━━━ Data in this exercise ━━━
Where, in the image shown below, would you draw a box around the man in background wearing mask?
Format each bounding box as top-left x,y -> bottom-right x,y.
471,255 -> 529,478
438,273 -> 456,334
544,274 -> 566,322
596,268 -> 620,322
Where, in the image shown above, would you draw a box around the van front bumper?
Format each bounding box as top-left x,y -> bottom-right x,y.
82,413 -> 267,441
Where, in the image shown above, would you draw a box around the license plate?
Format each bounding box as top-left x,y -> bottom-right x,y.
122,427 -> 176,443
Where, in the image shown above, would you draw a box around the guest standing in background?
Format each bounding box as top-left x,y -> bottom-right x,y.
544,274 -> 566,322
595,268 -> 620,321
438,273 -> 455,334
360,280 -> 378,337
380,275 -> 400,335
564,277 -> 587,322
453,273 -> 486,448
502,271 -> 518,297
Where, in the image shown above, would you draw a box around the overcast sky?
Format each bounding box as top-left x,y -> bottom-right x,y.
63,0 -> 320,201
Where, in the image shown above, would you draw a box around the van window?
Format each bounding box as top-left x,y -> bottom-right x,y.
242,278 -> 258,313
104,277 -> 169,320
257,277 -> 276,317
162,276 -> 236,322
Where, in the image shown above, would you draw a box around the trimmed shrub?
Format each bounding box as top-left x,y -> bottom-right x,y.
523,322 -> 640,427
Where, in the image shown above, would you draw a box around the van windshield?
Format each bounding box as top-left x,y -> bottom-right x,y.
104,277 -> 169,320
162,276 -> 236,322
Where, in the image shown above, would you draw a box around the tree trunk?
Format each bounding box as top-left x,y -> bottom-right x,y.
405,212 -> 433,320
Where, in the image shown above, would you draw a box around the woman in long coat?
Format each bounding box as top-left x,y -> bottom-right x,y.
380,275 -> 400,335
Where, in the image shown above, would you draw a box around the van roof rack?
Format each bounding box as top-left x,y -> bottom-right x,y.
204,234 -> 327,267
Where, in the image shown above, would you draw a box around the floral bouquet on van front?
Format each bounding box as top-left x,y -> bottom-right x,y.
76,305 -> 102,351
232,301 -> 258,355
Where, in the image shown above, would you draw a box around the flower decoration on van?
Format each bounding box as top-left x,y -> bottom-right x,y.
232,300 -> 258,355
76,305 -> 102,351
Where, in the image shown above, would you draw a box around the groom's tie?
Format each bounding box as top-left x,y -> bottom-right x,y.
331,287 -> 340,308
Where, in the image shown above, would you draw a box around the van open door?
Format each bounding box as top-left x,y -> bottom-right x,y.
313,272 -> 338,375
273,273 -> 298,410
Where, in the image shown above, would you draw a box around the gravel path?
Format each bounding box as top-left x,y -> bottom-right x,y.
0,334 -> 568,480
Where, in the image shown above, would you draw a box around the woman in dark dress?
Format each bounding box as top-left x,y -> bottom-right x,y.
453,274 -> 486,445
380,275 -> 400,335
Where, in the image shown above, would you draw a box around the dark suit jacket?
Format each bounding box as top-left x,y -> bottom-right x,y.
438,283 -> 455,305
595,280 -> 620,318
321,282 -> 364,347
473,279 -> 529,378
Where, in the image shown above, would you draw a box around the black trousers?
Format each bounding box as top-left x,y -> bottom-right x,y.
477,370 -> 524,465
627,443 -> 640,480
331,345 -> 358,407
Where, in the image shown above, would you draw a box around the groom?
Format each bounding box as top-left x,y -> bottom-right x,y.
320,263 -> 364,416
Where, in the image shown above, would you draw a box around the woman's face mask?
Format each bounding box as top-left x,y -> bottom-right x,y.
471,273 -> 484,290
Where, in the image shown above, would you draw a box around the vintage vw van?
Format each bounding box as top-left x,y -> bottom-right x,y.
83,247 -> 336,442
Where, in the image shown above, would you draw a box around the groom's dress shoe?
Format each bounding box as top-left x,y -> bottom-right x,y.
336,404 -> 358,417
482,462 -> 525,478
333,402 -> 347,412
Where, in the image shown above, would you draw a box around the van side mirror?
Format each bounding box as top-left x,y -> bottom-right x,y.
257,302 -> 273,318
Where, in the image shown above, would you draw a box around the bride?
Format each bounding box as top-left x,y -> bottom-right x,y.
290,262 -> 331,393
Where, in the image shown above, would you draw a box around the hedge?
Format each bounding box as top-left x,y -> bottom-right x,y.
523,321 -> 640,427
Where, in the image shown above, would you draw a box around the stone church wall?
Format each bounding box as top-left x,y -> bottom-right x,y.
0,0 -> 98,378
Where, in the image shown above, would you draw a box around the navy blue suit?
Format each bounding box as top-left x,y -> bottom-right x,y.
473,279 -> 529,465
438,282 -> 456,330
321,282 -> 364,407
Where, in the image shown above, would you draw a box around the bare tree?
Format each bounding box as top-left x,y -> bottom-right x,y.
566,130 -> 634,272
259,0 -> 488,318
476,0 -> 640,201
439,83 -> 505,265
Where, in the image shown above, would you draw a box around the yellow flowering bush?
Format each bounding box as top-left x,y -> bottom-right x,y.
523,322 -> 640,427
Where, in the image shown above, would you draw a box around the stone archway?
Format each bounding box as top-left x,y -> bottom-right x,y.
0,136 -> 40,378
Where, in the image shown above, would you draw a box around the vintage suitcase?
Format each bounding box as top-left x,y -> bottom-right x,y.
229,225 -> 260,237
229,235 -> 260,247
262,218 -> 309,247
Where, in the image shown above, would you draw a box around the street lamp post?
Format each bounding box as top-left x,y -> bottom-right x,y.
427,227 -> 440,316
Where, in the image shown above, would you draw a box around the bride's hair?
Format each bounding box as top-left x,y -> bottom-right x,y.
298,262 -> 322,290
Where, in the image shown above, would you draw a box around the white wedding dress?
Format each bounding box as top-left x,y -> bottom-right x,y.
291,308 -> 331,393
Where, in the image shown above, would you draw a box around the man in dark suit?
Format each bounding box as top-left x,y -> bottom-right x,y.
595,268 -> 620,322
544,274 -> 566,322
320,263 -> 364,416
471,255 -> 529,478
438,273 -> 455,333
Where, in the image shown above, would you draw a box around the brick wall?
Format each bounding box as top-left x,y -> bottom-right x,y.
━━━
◆ **Task directions**: Extract the data from its first line through the line containing "63,0 -> 320,201", both included, and reproduce those lines word for word.

◆ **Exercise response**:
Where, in the image shown below, would you draw a box around the man in background wearing mask?
Format each bounding box as top-left x,y -> bottom-right x,y.
471,255 -> 529,478
438,273 -> 456,334
544,274 -> 566,322
596,268 -> 620,322
Where, in the image shown above, would you draw a box around the van front bumper?
Format each bounding box as top-left x,y -> bottom-right x,y.
82,413 -> 267,441
Where, in the image shown above, would you draw a box around the license plate?
Format each bounding box as top-left x,y -> bottom-right x,y.
122,427 -> 176,443
Where, in the image shown above, would you draw a box around the guest standing in background?
Format each bounding box as top-left x,y -> bottom-right x,y.
544,274 -> 566,322
595,268 -> 620,321
438,273 -> 455,334
360,280 -> 378,337
380,275 -> 400,335
564,277 -> 587,322
453,273 -> 486,448
502,271 -> 518,297
Where, in the image shown above, would you draw a box around the overcast sky?
Format each bounding box as top-left x,y -> bottom-right x,y.
63,0 -> 320,201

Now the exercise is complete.